YOUR TASK: Pull every line that includes the word "dark" out of the data below and copy it.

SOURCE INFORMATION:

--- --- ---

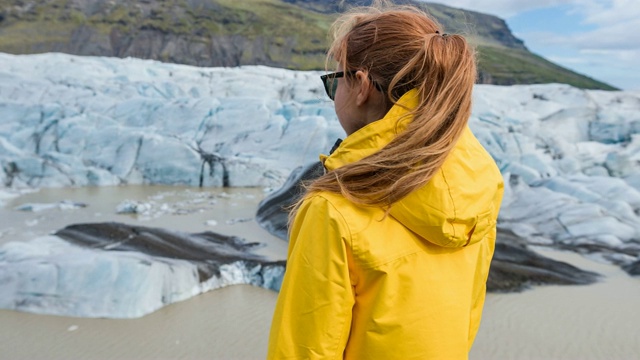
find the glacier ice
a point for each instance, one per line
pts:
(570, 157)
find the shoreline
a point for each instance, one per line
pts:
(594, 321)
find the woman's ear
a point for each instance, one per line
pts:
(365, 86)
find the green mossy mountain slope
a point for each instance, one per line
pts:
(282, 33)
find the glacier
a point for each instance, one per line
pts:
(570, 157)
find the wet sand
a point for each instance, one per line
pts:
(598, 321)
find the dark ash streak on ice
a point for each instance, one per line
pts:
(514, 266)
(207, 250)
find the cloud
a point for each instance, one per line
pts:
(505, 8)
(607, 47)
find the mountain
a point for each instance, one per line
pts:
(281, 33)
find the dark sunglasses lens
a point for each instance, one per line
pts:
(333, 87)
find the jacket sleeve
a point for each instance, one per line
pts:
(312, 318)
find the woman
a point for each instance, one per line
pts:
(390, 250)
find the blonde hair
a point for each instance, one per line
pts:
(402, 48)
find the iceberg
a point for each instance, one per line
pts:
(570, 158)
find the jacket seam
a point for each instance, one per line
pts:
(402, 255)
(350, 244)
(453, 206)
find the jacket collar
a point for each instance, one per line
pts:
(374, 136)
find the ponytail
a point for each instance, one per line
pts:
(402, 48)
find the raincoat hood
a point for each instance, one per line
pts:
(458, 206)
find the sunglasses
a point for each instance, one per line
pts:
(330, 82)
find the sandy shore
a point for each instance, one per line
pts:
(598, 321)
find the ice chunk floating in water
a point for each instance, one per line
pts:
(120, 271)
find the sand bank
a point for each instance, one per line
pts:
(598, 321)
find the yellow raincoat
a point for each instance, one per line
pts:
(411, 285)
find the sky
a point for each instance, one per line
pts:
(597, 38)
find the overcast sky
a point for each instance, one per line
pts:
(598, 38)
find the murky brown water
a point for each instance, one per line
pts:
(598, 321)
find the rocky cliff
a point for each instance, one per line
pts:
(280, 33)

--- --- ---

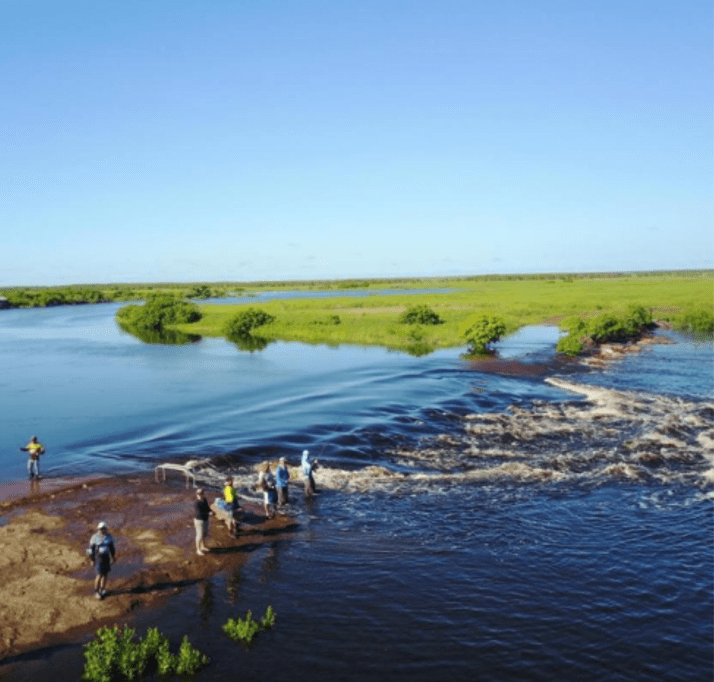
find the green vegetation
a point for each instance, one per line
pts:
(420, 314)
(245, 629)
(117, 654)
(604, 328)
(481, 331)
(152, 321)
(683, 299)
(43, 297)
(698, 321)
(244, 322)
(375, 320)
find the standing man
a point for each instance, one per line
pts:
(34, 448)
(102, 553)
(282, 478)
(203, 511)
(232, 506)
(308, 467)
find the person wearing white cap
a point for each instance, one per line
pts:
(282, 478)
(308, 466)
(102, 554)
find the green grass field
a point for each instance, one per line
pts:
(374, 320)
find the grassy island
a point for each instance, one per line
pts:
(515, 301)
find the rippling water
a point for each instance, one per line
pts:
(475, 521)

--- --- ---

SOLUTION TO THIS EXERCISE:
find the dark ash streak on ice
find the dark sunglasses lens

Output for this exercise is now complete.